[lttng-dev] [URCU PATCH 3/3] call_rcu: use wfcqueue, eliminate false-sharing

Mon Oct 8 12:03:55 EDT 2012

* Paul E. McKenney (paulmck at linux.vnet.ibm.com) wrote:
> On Mon, Oct 08, 2012 at 10:49:16AM -0400, Mathieu Desnoyers wrote:
[...]
> > 
> > Good point! While we are there, I notice that the "qlen" count, kept for
> > debugging, is causing false-sharing too. I wonder if we should split
> > this counter in two counters: nr_enqueue and nr_dequeue, which would sit
> > in two different cache lines ? It's mainly Paul who cares about this
> > counter. Thoughts ?
> 
> Works for me, as long as nr_enqueue and nr_dequeue are both unsigned long
> to avoid issues with overflow.
> 

How about the following ? The 0.7% performance increase (which is this
small probably due to call rcu batching) makes me wonder if it's really
worth all the trouble through. If not, then we might want to consider
removing the head alignment altogether. Carefully placing head/tail into
different cache lines is really worth it if we have frequent dequeue,
but in this case we batch through "splice" operations on large queues.
Thoughts ?


Fix wfcqueue: false-sharing of qlen, flags, futex fields

The "qlen" count, kept for debugging, is causing false-sharing.  Split
this counter into two: nr_enqueue and nr_dequeue, which sit in two
different cache lines.

====================

[Written instruction 1]:
Count the lines in the entries below that contain the word "building", treating uppercase and lowercase as different. Reply with the number only.

====================

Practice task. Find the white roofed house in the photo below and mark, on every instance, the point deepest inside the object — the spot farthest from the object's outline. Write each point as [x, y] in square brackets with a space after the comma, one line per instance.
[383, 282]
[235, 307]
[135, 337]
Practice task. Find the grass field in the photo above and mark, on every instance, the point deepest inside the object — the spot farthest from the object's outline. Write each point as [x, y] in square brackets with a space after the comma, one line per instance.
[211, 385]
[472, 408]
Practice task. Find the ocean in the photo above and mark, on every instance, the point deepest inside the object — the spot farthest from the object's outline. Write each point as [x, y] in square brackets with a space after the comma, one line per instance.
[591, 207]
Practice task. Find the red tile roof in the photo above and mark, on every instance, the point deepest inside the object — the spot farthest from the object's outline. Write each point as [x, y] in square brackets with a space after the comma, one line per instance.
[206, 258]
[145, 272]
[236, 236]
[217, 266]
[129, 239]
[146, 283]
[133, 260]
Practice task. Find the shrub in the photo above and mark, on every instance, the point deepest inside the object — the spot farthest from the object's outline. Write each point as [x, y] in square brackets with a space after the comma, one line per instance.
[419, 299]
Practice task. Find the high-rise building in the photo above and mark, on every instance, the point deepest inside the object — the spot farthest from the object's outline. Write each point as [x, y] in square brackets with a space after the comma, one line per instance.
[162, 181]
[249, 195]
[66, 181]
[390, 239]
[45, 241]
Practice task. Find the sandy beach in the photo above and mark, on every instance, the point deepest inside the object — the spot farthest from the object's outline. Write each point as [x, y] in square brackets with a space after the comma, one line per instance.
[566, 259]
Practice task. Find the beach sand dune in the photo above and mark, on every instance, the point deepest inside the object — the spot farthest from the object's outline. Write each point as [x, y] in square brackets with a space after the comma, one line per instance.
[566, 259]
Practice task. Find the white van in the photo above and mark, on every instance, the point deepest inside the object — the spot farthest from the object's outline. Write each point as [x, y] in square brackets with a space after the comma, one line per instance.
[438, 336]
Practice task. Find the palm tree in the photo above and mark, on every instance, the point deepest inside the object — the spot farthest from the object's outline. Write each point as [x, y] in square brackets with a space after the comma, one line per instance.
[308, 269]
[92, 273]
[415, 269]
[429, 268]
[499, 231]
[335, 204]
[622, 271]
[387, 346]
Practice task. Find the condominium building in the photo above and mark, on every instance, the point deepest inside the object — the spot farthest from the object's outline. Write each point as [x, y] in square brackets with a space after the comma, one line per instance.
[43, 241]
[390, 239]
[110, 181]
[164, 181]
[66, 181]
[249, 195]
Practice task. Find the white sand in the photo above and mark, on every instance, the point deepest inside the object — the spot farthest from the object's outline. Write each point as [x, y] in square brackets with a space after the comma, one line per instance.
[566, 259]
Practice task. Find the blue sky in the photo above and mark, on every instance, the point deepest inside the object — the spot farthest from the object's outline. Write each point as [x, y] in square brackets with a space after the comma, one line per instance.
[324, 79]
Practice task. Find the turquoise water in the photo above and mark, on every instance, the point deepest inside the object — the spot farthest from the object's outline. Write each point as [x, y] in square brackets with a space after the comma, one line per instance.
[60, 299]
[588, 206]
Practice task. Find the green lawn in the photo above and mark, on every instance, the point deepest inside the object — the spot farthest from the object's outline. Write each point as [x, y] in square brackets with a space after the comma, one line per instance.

====================

[Written instruction 2]:
Print the part of the mailing-list post that begins at the words "[lttng-dev] [URCU PATCH" and stops after "counter. Thoughts ?", reproducing it verbatim.

[Written answer 1]:
2

[Written answer 2]:
[lttng-dev] [URCU PATCH 3/3] call_rcu: use wfcqueue, eliminate false-sharing

Mon Oct 8 12:03:55 EDT 2012

* Paul E. McKenney (paulmck at linux.vnet.ibm.com) wrote:
> On Mon, Oct 08, 2012 at 10:49:16AM -0400, Mathieu Desnoyers wrote:
[...]
> > 
> > Good point! While we are there, I notice that the "qlen" count, kept for
> > debugging, is causing false-sharing too. I wonder if we should split
> > this counter in two counters: nr_enqueue and nr_dequeue, which would sit
> > in two different cache lines ? It's mainly Paul who cares about this
> > counter. Thoughts ?